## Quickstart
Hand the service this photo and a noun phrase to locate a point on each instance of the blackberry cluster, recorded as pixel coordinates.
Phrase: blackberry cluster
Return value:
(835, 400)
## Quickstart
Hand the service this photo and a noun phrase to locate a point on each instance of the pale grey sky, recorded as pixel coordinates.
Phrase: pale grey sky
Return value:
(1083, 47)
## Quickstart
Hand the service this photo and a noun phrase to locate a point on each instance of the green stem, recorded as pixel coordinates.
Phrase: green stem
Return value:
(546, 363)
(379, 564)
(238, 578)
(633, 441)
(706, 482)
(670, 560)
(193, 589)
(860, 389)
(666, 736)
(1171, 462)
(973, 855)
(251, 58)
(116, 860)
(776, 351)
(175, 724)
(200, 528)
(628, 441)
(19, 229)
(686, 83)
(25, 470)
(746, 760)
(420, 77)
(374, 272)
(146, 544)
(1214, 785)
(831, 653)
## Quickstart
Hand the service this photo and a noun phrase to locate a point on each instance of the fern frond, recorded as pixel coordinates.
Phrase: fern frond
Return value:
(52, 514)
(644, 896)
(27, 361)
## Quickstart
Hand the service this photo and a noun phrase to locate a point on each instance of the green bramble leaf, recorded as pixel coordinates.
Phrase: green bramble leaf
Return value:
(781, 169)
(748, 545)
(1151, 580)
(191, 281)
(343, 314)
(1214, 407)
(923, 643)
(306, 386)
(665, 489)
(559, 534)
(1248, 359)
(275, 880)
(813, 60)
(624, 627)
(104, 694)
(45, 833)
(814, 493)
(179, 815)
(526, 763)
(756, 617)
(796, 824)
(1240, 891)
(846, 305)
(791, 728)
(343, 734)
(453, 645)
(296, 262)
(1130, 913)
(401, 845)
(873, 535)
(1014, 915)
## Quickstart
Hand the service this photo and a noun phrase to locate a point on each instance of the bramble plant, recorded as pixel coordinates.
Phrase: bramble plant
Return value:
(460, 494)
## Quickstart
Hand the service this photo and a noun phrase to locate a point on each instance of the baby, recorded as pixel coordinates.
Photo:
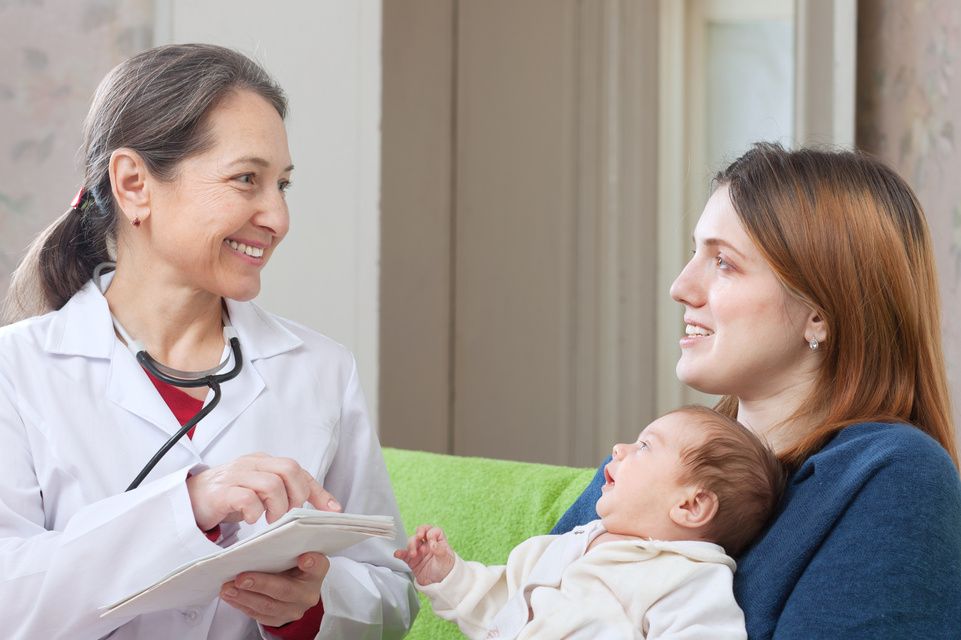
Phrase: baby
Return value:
(694, 485)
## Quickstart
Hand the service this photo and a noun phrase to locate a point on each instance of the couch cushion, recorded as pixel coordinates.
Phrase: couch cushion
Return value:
(486, 507)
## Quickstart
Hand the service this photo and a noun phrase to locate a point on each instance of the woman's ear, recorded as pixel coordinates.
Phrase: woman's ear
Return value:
(697, 508)
(815, 329)
(129, 180)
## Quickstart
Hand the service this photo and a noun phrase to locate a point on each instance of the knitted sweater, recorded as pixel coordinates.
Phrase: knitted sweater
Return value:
(866, 543)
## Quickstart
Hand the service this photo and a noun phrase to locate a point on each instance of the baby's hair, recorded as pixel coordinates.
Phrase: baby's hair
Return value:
(743, 471)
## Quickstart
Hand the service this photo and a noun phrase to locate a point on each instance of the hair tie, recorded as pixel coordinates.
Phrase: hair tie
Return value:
(81, 201)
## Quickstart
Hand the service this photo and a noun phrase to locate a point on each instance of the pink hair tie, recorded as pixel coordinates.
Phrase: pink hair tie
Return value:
(82, 200)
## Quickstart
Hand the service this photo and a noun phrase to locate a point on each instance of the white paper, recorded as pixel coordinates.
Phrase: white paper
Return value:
(273, 550)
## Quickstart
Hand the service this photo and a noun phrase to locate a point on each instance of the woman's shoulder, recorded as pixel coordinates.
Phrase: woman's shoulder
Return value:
(29, 332)
(278, 329)
(861, 451)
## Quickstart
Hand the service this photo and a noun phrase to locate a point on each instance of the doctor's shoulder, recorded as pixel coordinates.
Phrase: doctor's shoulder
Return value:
(29, 334)
(315, 350)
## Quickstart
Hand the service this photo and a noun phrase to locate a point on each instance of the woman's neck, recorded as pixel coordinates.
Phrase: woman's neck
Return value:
(769, 416)
(178, 325)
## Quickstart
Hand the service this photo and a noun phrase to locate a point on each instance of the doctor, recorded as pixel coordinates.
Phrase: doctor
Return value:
(186, 164)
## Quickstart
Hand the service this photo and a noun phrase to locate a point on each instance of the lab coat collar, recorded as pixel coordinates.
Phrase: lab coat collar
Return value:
(83, 328)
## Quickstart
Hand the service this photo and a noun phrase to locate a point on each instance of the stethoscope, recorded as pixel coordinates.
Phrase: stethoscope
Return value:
(177, 378)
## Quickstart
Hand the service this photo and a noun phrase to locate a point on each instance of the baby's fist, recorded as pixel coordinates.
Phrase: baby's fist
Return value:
(428, 555)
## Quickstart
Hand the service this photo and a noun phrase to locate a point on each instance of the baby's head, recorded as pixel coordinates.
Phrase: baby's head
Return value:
(693, 474)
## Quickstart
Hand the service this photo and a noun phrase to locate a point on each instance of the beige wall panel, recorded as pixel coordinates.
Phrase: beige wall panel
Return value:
(416, 208)
(514, 229)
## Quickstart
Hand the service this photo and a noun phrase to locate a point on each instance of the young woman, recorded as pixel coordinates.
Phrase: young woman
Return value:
(811, 305)
(186, 164)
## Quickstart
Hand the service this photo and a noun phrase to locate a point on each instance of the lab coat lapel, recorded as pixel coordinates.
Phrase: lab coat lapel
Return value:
(129, 387)
(235, 396)
(83, 328)
(261, 336)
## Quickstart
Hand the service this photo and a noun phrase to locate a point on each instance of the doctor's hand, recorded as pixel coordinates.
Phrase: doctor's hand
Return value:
(252, 485)
(428, 555)
(274, 599)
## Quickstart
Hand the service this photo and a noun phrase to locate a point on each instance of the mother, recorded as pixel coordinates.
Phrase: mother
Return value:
(811, 305)
(186, 165)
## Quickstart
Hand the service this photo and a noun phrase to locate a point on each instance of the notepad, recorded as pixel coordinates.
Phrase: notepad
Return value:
(272, 550)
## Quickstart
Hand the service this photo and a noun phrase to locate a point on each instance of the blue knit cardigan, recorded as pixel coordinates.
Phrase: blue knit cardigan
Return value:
(866, 543)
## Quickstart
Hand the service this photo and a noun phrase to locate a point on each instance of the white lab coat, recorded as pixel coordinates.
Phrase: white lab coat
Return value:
(78, 420)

::::

_What to work on:_
Tally, in the data above, the lines where the word "neck" occurs, and give the figure alone.

_Task result:_
2